» Required action: Repeat exactly, and only, the lines of the entries below from the one with "For the shot-chart build, locate every instance of the car front" through the one with "For the shot-chart build, locate every instance of the car door", both ends included.

[Natural-language object grounding data]
+ + + +

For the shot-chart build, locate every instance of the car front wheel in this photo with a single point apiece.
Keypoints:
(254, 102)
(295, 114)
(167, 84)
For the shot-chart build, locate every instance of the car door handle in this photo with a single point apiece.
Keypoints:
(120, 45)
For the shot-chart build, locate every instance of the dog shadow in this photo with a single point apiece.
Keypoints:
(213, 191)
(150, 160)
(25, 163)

+ + + +

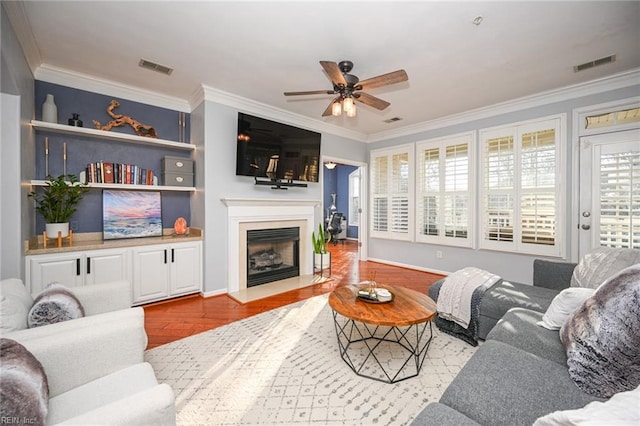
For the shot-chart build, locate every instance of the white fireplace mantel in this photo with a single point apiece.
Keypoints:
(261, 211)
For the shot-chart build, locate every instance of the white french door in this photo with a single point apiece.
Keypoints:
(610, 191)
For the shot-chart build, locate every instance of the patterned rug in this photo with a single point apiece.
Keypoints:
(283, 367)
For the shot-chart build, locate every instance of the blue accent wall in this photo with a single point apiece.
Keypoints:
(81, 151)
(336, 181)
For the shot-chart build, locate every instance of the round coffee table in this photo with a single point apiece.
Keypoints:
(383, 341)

+ + + +

» Written reply:
For the shot-chart build, locate every instance of the car front wheel in this photo with a single point apiece.
Keypoints:
(254, 102)
(295, 114)
(167, 84)
For the shot-chart build, locate every instance of the car door handle in this photo with a single point apiece.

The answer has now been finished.